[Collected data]

────────────────

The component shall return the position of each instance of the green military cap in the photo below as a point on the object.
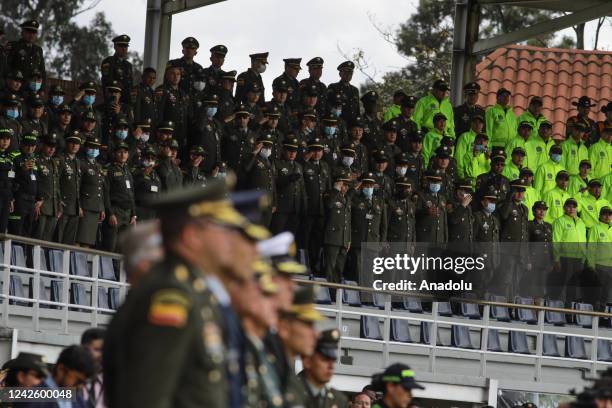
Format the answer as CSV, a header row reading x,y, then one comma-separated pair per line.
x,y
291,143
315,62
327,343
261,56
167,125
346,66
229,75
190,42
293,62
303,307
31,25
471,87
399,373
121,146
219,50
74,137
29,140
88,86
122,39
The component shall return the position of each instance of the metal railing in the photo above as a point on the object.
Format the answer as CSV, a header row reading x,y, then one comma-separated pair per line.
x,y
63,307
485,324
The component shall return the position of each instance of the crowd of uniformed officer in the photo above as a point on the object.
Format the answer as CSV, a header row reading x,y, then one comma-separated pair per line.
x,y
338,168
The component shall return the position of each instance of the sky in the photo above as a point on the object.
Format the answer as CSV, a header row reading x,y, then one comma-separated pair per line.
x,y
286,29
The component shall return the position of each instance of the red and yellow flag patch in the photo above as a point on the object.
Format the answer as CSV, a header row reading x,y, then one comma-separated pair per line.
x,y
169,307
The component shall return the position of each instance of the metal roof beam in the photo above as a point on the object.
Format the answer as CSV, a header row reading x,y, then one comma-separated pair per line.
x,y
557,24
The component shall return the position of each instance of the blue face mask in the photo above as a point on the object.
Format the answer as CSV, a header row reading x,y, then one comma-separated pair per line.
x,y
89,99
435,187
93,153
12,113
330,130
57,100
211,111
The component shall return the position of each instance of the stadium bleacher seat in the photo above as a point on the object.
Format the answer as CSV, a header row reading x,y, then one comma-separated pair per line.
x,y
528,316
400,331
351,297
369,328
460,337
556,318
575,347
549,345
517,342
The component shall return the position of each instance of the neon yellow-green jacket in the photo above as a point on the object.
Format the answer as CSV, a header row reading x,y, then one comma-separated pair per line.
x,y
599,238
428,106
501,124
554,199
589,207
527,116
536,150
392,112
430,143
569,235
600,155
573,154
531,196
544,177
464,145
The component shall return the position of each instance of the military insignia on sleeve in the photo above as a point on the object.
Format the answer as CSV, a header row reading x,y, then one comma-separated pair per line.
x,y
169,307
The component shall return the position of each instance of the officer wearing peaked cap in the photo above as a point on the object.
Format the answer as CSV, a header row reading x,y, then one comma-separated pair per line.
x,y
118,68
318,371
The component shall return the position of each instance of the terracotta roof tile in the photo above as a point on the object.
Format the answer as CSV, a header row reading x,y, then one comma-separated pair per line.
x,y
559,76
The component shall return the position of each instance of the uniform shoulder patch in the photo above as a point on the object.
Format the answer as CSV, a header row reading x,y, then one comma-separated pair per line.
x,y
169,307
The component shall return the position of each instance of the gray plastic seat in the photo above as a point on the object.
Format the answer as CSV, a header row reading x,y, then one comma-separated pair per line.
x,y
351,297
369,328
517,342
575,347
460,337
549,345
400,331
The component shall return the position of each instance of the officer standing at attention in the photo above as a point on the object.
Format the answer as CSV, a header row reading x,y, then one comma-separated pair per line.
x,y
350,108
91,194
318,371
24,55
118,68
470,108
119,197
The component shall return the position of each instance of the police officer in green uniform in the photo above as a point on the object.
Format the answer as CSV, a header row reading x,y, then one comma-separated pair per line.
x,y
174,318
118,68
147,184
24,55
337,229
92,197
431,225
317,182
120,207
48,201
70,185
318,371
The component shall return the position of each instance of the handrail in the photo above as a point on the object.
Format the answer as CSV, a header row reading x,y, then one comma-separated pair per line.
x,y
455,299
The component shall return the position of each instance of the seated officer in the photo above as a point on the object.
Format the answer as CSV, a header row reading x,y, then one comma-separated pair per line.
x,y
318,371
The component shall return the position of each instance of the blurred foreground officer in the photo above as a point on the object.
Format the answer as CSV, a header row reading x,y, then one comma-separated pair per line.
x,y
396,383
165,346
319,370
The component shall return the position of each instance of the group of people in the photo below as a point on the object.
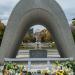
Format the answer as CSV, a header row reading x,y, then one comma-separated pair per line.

────────────────

From the records above, show each line that contains the word "patch".

The component shall return the position of each instance of the red and yellow flag patch in the photo above as a point on the object.
The component shall return the position of each instance of the uniform shoulder patch in the photo above as a point on the object.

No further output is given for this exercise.